▶ [Requirements] Quote verbatim the lines of the items from the line containing "task | put a marker on each instance of the drummer" through the final line of the items, both included.

▶ [Material shown]
* * * * * * * * *
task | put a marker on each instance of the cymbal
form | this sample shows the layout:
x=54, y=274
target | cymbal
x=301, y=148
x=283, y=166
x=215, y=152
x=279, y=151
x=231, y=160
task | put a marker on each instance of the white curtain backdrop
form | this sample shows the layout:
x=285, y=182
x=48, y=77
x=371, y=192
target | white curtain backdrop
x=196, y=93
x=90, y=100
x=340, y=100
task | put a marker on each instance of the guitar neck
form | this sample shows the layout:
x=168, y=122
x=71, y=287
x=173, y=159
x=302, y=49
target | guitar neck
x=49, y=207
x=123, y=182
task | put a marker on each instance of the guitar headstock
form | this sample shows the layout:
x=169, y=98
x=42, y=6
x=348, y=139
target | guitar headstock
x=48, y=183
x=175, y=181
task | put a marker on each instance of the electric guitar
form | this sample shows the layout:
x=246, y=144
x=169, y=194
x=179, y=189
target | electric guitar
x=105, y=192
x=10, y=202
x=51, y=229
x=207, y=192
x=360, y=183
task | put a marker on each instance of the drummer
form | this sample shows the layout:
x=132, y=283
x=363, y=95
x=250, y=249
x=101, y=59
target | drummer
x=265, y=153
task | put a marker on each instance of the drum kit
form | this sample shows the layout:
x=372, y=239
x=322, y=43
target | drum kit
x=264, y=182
* * * * * * * * *
▶ [The output]
task | put a marker on each instance of the drummer
form | this sample shows the layout:
x=132, y=283
x=363, y=95
x=250, y=249
x=101, y=59
target | drummer
x=265, y=153
task | put a marker on each instance of the drum kit
form | this sample shows the layout:
x=372, y=239
x=322, y=43
target | drum kit
x=264, y=182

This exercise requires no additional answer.